═════ Listed entries

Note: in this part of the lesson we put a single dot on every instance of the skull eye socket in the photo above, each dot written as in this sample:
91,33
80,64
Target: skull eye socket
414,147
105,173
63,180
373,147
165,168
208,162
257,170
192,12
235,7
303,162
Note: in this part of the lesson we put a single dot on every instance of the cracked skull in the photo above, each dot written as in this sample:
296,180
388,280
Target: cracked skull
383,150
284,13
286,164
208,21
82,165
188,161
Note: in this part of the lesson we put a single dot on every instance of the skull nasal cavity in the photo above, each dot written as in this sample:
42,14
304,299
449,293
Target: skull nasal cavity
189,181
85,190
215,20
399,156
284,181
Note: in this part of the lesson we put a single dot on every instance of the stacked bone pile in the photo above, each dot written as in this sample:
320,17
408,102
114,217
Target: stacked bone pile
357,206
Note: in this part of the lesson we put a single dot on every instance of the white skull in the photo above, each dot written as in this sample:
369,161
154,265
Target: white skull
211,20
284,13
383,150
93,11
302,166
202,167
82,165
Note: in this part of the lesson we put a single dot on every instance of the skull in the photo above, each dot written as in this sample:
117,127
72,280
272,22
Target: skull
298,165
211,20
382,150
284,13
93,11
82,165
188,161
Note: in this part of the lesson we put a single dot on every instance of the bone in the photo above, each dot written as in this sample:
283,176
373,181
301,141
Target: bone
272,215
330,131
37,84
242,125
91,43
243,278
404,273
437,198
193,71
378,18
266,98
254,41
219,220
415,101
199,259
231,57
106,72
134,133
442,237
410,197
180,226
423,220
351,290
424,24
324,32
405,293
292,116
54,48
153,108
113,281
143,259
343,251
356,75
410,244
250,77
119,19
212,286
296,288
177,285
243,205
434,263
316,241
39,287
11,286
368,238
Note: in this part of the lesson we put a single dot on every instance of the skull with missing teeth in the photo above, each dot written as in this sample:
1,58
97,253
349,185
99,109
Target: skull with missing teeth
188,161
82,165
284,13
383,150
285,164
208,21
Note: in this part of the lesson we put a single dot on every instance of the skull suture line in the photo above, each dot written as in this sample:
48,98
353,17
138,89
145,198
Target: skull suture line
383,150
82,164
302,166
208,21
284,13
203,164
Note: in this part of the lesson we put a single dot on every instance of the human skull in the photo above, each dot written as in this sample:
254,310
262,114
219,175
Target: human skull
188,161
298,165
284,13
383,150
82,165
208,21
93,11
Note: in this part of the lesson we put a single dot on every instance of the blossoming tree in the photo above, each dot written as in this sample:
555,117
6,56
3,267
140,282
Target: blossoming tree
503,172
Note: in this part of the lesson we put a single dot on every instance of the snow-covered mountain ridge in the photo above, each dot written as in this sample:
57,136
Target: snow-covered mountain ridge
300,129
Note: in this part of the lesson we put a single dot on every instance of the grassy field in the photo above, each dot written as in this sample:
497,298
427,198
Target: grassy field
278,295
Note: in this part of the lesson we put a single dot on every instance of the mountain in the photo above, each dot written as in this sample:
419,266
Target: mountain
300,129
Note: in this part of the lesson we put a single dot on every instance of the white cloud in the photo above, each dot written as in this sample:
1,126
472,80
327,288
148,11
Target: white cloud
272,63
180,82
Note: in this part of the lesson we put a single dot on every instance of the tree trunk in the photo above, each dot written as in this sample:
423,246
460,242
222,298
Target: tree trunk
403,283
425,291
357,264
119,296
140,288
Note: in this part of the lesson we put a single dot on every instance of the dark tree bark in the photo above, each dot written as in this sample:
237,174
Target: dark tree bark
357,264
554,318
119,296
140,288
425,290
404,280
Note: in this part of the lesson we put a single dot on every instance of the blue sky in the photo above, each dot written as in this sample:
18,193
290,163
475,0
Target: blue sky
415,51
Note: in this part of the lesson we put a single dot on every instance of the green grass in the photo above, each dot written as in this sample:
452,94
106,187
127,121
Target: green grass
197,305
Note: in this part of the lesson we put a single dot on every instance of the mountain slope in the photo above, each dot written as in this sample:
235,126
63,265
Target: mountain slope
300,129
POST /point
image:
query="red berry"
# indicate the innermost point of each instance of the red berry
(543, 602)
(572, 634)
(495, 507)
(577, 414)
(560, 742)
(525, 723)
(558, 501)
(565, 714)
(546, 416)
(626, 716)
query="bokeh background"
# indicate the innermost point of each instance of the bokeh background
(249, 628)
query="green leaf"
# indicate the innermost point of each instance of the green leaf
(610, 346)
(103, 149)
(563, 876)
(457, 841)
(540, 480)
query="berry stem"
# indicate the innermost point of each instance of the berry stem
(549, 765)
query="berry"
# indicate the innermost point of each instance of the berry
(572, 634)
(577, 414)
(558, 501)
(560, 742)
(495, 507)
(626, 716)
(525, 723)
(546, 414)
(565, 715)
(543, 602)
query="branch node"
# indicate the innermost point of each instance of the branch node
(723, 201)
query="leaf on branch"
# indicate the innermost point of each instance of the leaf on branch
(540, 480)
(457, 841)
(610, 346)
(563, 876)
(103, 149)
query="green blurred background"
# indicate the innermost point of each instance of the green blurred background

══════════

#### Goal
Output the records exactly, including every line.

#### Written solution
Note: in this part of the lesson we put a single dot on every instance of the skull eye socket in the photo above, each dot written as in this sample:
91,33
80,64
Target: skull eye socket
414,147
105,173
63,180
373,147
165,168
208,162
257,170
192,12
235,7
303,162
Note: in this part of the lesson we put a single dot on every instance of the cracked skull in the photo above, each dot written as in this sample:
296,180
388,280
Target: cracked skull
383,150
284,13
286,164
208,21
82,165
188,161
Note: in this part of the lesson we put a single dot on every instance of the skull nasal cavity in the photo above, each dot written as in this sample:
42,14
304,299
449,293
Target: skull nasal cavity
189,181
85,190
215,20
399,156
284,181
Note: in this part of the lesson we put a single dot on every instance of the stacked bone pile in the photo above, each dot written as in this sample:
320,17
408,102
114,217
Target: stacked bone pile
357,206
Note: in this part of the lesson we put a single dot on every instance of the white skull in the photo above, each dot written as in this sample:
369,161
154,265
Target: white skull
211,20
284,13
383,150
93,11
302,166
202,167
82,165
Note: in this part of the lesson we put a single dot on every instance of the skull in the photo above, each dot written as in this sample:
117,127
72,280
272,22
Target: skull
298,165
211,20
382,150
284,13
93,11
82,165
188,161
Note: in this part of the lesson we put a single dot on every instance of the bone in the photo above, each dot written as in this sample:
283,176
373,181
301,141
Target: bone
272,215
330,131
37,84
242,125
91,43
243,278
404,273
437,198
193,71
378,18
266,98
254,41
219,220
415,101
199,259
231,57
106,72
134,133
442,237
410,197
180,226
423,220
351,290
424,24
324,32
405,293
292,116
54,48
153,108
113,281
143,259
343,251
356,75
410,244
250,77
119,19
212,286
296,288
177,285
243,205
434,263
316,241
39,287
11,286
368,238
Note: in this part of the lesson we put a single dot on every instance of the skull with missing teeth in the photo above, each dot written as in this sample:
1,58
97,253
349,185
99,109
Target: skull with missing teeth
188,161
82,165
284,13
383,150
285,164
208,21
Note: in this part of the lesson we put a single dot on every instance of the skull suture line in the photo above, each dot written as in this sample:
48,98
353,17
138,89
145,198
Target: skull suture line
383,150
82,164
302,166
208,21
284,13
203,164
Note: in this part of the lesson we put a single dot on every instance of the human skull in the photo above, each dot written as in this sample:
254,310
262,114
219,175
Target: human skull
188,161
298,165
284,13
383,150
82,165
208,21
93,11
Note: in this part of the lesson we put a single dot on every instance of the blossoming tree in the photo above, each dot written as in this sample:
555,117
6,56
3,267
140,282
Target: blossoming tree
503,172
Note: in this part of the lesson we put a single dot on every instance of the snow-covered mountain ridge in the photo above, each dot written as in this sample:
57,136
Target: snow-covered mountain ridge
300,129
Note: in this part of the lesson we put a single dot on every instance of the grassy field in the photo above, each dot written as in this sample:
497,298
427,198
Target: grassy field
278,295
Note: in this part of the lesson we put a single dot on every instance of the mountain in the photo above, each dot written as in this sample:
419,266
Target: mountain
300,129
Note: in this part of the lesson we put a single dot on every instance of the white cloud in the photo above, each dot written as in this sample:
1,126
472,80
327,288
148,11
Target: white cloud
272,63
180,82
Note: in this part of the lesson we put a single dot on every instance of the tree trunk in the photo above, each dot written as in this sample:
423,246
460,242
222,298
Target: tree trunk
403,283
425,291
357,264
119,296
140,288
Note: in this part of the lesson we put a single dot on every instance of the dark tree bark in the photo above, each dot written as in this sample:
237,174
Target: dark tree bark
357,264
554,318
119,296
140,288
425,290
404,280
Note: in this part of the lesson we put a single dot on every instance of the blue sky in the photo above, each dot written as in this sample:
18,193
290,163
475,0
Target: blue sky
415,51
Note: in this part of the lesson we put a single dot on every instance of the green grass in the photo above, each dot written as in this sample:
452,94
106,187
127,121
Target: green grass
197,305
Note: in this part of the lesson we put a single dot on every instance of the mountain slope in the photo above, each dot written as in this sample:
235,126
63,265
Target: mountain slope
300,129
POST /point
image:
query="red berry"
# indicate the innermost point of each instance of the red berry
(543, 602)
(572, 634)
(495, 507)
(577, 414)
(560, 742)
(525, 723)
(558, 501)
(565, 714)
(546, 416)
(626, 716)
query="bokeh background"
# indicate the innermost point of each instance of the bokeh background
(249, 628)
query="green leaf"
# indicate the innermost point of each instance of the green leaf
(610, 346)
(103, 149)
(563, 876)
(457, 841)
(540, 480)
query="berry stem"
# indicate the innermost point of each instance of the berry stem
(549, 765)
query="berry"
# indicate the innermost point of each instance of the berry
(572, 634)
(577, 414)
(558, 501)
(560, 742)
(495, 507)
(626, 716)
(525, 723)
(546, 414)
(565, 715)
(543, 602)
query="branch node"
# indicate the innermost point of each instance of the branch node
(723, 201)
query="leaf on branch"
# indicate the innermost point of each instance of the leaf on branch
(540, 480)
(457, 841)
(610, 346)
(563, 876)
(103, 149)
query="green blurred background"
# indicate the innermost point of each instance of the green blurred background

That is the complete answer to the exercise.